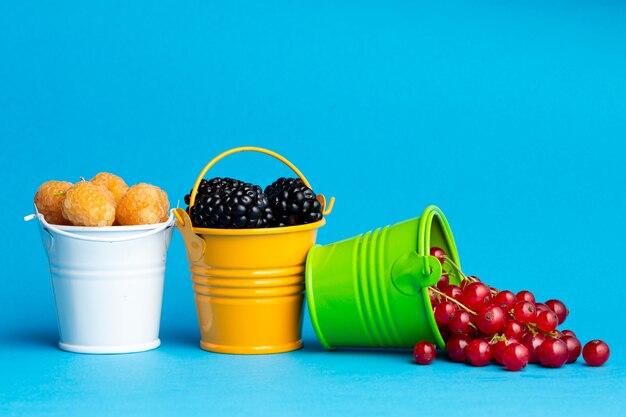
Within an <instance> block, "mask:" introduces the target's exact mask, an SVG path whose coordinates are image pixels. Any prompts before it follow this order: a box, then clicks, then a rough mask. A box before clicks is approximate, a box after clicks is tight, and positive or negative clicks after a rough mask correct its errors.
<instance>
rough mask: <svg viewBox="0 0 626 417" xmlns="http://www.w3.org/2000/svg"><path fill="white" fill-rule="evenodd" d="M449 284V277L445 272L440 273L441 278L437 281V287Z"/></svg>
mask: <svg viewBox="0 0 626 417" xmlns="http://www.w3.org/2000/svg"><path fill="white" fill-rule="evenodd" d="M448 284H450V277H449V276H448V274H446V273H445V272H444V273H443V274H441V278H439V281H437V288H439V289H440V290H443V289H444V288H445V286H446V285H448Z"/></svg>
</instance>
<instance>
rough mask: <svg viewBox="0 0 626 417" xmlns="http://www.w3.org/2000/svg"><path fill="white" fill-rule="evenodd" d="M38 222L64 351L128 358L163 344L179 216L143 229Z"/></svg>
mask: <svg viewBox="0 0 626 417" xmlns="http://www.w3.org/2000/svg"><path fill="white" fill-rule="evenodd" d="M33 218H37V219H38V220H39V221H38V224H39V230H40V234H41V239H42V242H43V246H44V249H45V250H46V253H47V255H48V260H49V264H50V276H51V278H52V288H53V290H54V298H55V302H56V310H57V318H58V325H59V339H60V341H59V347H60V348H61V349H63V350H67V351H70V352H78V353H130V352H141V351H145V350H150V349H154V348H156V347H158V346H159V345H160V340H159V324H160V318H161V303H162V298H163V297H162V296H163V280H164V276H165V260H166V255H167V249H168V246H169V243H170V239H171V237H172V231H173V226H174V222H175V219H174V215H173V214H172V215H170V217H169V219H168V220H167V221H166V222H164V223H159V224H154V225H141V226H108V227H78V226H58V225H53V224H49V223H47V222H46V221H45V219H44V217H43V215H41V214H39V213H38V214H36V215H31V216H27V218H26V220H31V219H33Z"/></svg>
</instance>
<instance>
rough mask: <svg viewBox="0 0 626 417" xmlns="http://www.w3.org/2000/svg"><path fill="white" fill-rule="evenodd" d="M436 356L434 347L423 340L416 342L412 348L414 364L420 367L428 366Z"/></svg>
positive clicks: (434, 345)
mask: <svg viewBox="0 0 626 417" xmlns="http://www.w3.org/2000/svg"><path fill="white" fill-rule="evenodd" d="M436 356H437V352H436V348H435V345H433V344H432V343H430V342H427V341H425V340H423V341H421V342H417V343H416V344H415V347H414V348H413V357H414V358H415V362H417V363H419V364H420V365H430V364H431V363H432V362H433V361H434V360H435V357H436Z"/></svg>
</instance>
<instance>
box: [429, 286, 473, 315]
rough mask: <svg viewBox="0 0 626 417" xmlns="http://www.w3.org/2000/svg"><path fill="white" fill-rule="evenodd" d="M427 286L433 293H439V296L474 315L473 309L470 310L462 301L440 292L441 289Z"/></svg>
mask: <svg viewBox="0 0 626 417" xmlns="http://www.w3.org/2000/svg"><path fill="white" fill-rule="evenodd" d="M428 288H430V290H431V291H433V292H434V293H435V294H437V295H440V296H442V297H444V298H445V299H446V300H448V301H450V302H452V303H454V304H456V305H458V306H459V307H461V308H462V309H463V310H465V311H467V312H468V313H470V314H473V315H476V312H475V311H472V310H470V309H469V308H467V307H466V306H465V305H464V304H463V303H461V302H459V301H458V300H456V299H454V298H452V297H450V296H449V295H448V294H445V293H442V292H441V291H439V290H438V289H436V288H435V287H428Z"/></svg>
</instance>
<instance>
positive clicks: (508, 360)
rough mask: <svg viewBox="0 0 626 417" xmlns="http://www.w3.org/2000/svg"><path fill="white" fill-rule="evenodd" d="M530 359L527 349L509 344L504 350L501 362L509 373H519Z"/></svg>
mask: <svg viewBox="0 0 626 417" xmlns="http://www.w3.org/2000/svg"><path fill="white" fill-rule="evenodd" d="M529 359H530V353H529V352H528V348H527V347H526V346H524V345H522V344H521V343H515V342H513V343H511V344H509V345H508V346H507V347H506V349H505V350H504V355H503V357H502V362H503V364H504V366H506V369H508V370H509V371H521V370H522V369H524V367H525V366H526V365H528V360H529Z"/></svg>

★ ★ ★ ★ ★ ★ ★

#### TASK DESCRIPTION:
Would you set down exactly the lines from the line with "359L527 349L509 344L504" through the last one in the material?

#### ANSWER FOR THIS EXERCISE:
rough mask: <svg viewBox="0 0 626 417" xmlns="http://www.w3.org/2000/svg"><path fill="white" fill-rule="evenodd" d="M530 359L527 349L509 344L504 350L501 362L509 373H519Z"/></svg>
mask: <svg viewBox="0 0 626 417" xmlns="http://www.w3.org/2000/svg"><path fill="white" fill-rule="evenodd" d="M529 359H530V353H529V352H528V348H527V347H526V346H524V345H522V344H521V343H515V342H513V343H511V344H509V345H508V346H507V347H506V349H505V350H504V355H503V357H502V362H503V364H504V366H506V369H508V370H509V371H521V370H522V369H524V367H525V366H526V365H528V360H529Z"/></svg>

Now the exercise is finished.